[Source records]
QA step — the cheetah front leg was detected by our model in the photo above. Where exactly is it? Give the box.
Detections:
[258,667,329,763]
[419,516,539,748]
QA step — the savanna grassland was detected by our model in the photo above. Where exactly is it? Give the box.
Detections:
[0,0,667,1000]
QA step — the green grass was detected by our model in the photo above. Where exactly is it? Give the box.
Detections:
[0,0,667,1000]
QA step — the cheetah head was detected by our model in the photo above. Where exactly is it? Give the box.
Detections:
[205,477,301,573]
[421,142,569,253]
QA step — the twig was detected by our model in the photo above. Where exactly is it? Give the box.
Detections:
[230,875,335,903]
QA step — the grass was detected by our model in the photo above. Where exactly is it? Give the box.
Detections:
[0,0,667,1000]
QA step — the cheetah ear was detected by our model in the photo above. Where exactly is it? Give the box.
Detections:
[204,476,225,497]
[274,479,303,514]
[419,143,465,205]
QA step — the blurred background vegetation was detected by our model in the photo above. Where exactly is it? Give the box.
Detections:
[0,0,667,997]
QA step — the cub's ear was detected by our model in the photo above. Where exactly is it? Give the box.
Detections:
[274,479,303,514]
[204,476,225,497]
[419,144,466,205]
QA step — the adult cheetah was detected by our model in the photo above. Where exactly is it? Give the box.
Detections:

---

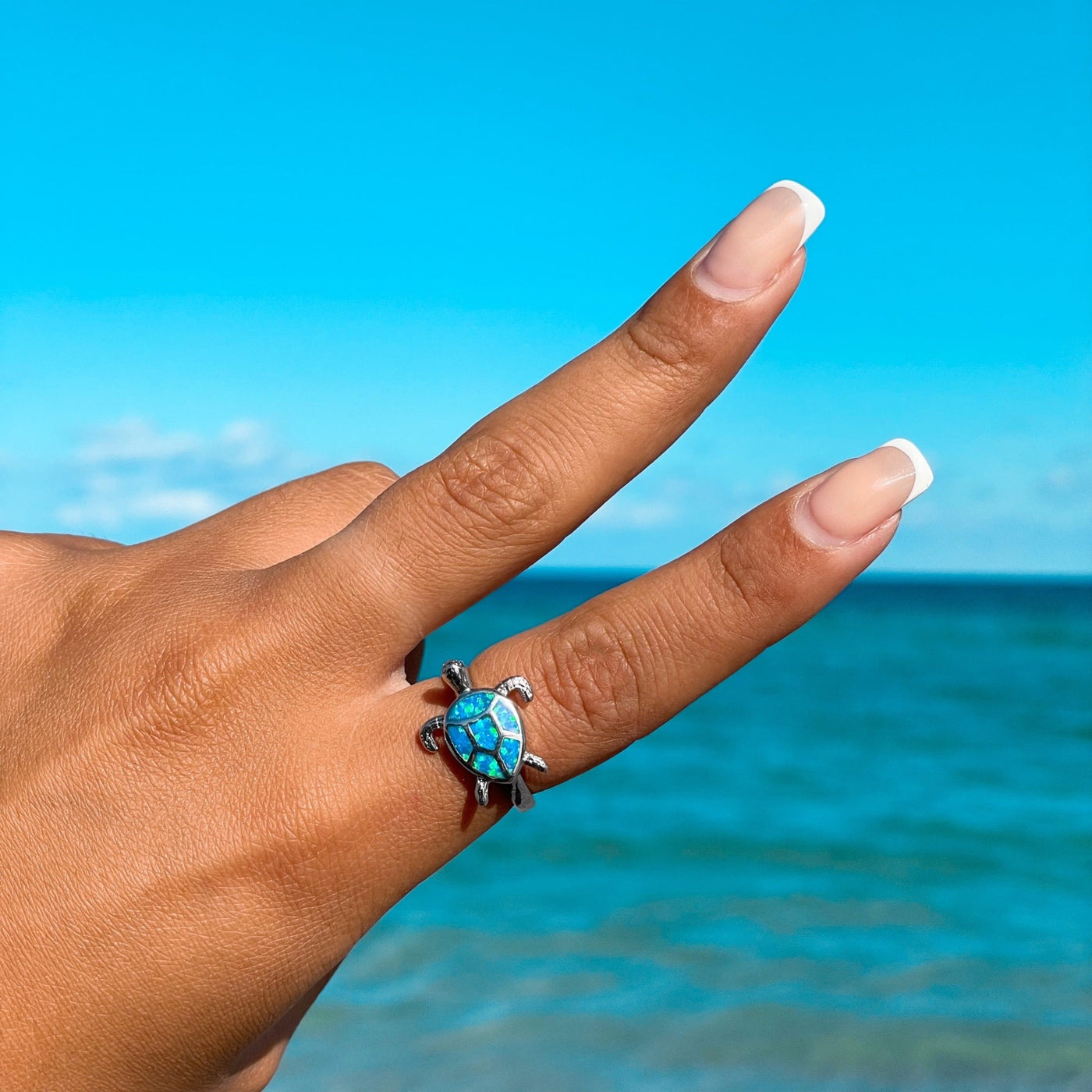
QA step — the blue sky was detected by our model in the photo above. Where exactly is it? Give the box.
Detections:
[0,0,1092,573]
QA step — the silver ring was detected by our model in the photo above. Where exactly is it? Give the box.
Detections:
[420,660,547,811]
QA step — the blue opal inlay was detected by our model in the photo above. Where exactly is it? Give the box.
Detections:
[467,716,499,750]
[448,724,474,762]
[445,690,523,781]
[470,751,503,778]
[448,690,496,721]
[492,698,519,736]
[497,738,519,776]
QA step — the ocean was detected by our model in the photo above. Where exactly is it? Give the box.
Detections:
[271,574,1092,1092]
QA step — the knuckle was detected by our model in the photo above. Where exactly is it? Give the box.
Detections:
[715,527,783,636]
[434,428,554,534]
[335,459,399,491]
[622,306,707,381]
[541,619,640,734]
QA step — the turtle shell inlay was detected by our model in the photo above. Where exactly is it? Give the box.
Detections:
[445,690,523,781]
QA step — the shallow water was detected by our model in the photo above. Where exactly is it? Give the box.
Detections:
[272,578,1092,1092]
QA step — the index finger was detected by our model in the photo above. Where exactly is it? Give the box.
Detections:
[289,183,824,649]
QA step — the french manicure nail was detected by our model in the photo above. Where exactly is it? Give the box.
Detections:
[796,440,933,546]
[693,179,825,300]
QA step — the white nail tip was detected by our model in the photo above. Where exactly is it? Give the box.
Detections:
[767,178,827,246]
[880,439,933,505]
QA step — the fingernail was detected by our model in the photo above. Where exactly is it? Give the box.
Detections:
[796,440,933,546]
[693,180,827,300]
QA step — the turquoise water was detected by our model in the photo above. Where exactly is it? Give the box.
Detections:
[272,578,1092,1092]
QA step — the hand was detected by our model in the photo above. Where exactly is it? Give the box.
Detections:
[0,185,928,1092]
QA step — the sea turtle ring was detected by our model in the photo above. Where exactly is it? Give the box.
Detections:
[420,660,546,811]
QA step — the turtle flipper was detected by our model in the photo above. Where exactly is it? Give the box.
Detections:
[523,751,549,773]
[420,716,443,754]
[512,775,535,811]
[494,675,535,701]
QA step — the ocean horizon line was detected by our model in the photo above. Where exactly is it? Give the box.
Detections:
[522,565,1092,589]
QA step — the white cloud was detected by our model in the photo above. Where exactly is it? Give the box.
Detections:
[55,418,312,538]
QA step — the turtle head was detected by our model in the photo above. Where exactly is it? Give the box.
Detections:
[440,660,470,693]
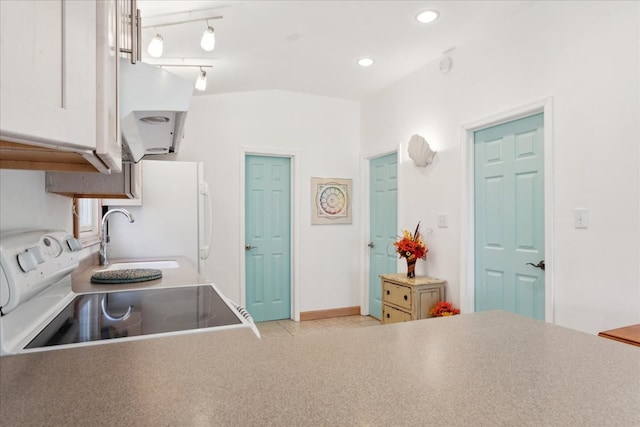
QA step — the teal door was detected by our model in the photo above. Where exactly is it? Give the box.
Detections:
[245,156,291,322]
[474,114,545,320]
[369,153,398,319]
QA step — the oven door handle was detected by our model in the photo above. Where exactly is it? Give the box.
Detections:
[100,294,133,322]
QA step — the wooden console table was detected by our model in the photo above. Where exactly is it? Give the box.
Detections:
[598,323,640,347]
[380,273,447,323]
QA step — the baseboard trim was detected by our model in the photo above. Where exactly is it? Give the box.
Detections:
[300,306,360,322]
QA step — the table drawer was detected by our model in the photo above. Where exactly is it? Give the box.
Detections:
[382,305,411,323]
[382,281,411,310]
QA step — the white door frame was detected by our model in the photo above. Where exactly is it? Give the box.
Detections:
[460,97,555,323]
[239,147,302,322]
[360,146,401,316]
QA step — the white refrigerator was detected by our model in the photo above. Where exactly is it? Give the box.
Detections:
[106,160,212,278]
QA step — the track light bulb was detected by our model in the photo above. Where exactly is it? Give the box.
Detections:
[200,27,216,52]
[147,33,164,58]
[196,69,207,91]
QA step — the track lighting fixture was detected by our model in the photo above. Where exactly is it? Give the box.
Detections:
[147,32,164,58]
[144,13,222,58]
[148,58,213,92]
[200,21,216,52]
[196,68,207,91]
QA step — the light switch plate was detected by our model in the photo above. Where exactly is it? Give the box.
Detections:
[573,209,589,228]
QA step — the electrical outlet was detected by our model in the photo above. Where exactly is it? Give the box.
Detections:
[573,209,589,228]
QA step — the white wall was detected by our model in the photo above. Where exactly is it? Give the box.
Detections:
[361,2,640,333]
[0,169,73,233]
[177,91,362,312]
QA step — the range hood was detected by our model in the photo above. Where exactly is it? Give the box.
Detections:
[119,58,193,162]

--

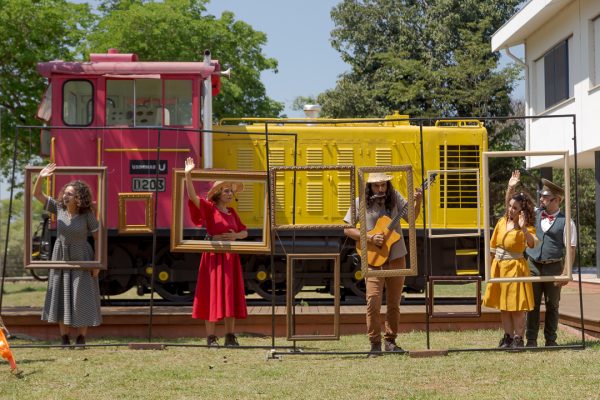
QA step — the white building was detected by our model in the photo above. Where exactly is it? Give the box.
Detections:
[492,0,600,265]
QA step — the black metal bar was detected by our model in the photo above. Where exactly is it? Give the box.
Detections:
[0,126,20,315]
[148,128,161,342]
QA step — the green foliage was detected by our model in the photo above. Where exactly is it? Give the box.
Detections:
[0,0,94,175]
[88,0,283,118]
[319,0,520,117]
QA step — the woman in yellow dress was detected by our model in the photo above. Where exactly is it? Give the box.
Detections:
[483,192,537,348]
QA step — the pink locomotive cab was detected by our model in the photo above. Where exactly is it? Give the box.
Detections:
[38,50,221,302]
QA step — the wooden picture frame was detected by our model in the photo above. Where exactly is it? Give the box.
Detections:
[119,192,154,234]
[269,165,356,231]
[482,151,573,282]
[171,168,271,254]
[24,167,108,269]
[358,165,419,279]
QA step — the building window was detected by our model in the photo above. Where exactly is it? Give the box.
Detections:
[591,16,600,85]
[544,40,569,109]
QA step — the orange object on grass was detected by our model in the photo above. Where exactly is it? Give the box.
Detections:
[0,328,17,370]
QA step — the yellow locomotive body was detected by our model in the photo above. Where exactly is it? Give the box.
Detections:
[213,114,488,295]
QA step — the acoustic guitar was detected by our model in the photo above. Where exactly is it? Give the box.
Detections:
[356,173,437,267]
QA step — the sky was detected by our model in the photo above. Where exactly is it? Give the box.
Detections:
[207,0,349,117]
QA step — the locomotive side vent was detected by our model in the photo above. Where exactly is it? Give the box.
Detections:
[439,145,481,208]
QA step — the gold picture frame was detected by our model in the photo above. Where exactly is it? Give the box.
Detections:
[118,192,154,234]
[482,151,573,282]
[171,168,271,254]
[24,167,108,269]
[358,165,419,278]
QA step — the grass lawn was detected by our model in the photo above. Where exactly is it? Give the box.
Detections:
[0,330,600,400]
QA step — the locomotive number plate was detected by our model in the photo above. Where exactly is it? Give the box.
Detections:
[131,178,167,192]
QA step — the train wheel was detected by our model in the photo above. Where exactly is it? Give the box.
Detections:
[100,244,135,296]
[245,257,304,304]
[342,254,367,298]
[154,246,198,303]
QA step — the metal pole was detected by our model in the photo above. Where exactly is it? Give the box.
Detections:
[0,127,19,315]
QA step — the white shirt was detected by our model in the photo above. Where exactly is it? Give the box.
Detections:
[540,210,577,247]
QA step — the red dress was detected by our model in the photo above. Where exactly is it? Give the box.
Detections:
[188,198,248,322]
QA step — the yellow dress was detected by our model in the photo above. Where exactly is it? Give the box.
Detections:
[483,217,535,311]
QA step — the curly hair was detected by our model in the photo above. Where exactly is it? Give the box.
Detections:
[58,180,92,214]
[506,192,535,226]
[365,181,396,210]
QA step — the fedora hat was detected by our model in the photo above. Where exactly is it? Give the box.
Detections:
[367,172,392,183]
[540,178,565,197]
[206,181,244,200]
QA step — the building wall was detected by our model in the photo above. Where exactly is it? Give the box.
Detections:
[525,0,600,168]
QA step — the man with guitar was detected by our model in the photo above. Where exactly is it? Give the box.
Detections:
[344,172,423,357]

● INSTRUCTIONS TO FOLLOW: Pick out every line in the items above that contains the string "frame". Case counts.

● FINISHED TASK:
QA step — the white door frame was detected by our model in the photo above. Where exactly is it? Give the box.
QA step — the wooden picture frame was detected by our model in the photo above. Where exactly is it? Give the box.
QA step — the gold picture frame was detected by our model in the photo above. Where exactly is it? Give the box.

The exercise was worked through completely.